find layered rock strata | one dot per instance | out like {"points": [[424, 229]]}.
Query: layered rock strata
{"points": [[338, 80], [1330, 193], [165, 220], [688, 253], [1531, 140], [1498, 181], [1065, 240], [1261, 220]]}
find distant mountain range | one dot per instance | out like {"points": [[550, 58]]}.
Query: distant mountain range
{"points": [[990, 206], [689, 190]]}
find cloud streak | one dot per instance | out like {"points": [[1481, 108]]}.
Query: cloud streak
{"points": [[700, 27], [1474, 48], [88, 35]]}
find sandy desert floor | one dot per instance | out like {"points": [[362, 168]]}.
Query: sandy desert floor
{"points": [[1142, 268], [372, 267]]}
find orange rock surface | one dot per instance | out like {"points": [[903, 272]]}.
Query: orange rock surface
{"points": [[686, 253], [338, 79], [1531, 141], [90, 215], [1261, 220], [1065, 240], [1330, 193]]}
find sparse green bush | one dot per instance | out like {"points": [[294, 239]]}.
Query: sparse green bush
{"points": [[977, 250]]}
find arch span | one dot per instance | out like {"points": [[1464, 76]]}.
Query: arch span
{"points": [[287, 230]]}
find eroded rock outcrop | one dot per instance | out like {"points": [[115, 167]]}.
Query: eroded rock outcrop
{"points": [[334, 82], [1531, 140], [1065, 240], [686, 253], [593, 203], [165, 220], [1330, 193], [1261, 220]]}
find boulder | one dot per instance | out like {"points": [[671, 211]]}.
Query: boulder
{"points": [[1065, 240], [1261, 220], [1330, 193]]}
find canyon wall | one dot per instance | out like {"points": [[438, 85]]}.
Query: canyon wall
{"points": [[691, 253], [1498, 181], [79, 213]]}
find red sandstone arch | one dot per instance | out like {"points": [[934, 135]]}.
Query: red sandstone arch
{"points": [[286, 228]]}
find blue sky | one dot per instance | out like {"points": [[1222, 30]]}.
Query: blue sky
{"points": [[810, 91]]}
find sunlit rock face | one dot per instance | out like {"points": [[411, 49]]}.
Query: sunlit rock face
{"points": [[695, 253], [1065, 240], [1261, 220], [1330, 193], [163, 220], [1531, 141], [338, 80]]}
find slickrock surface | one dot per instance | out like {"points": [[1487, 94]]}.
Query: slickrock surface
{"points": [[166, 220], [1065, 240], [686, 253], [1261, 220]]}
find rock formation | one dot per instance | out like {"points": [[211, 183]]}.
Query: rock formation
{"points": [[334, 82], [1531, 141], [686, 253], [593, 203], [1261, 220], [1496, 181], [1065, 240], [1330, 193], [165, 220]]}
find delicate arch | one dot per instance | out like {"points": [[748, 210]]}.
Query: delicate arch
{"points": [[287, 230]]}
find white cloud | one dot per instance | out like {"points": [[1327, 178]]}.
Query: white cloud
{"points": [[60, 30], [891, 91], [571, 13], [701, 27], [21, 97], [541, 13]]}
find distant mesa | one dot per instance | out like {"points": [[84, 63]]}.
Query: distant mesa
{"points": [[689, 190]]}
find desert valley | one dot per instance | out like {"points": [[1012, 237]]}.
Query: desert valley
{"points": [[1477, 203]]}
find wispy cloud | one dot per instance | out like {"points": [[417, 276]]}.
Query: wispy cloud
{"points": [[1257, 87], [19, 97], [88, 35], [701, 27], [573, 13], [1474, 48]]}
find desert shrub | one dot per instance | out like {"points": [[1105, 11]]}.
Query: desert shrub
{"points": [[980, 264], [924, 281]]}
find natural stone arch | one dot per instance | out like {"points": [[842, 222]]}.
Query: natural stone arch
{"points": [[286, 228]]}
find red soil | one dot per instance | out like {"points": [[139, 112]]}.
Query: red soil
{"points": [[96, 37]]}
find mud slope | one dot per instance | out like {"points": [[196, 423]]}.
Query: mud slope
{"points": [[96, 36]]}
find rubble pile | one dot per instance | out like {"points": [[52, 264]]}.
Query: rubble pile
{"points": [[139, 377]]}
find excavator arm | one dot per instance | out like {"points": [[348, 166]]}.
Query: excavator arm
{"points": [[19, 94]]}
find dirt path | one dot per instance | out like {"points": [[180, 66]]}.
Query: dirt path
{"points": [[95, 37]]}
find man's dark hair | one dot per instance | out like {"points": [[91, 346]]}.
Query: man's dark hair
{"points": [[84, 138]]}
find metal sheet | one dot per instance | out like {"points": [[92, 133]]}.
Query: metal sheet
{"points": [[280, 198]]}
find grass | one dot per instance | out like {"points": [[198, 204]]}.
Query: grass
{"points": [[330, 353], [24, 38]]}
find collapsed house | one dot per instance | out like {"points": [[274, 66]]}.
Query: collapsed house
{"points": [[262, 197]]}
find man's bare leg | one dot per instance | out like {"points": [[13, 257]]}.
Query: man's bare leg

******

◆ Goal ◆
Put the lines of the records from the line containing "find red soil" through the end of the records into a JSON list of strings, one string per line, omitting any blank lines.

◆ Task response ◆
[
  "find red soil | one dot per instance | out like {\"points\": [[139, 112]]}.",
  "Query: red soil",
  "{\"points\": [[96, 37]]}",
  "find mud slope | one dot per instance | out like {\"points\": [[196, 423]]}.",
  "Query: mud slope",
  "{\"points\": [[96, 36]]}",
  "find rubble pile | one dot per instance | out like {\"points\": [[52, 264]]}.",
  "Query: rubble pile",
  "{\"points\": [[139, 377]]}",
  "find excavator arm | one dot per instance | out like {\"points\": [[348, 166]]}.",
  "Query: excavator arm",
  "{\"points\": [[19, 94]]}",
  "find dirt path | one dot per instance | out like {\"points\": [[180, 66]]}.",
  "Query: dirt path",
  "{\"points\": [[95, 37]]}",
  "find man's dark hair | one dot per instance | out like {\"points\": [[91, 346]]}.",
  "Query: man's dark hair",
  "{\"points\": [[84, 138]]}",
  "find metal sheet | one dot per instance | out like {\"points\": [[92, 133]]}.",
  "Query: metal sheet",
  "{\"points\": [[280, 198]]}",
  "find grass | one dot per instance | out like {\"points\": [[198, 204]]}.",
  "Query: grass",
  "{\"points\": [[330, 353], [24, 38]]}",
  "find collapsed house | one dot per instance | out like {\"points\": [[274, 66]]}.",
  "Query: collapsed house",
  "{\"points\": [[262, 197]]}",
  "find man's bare leg | one dot per instance | out like {\"points\": [[13, 257]]}.",
  "Query: man's bare leg"
]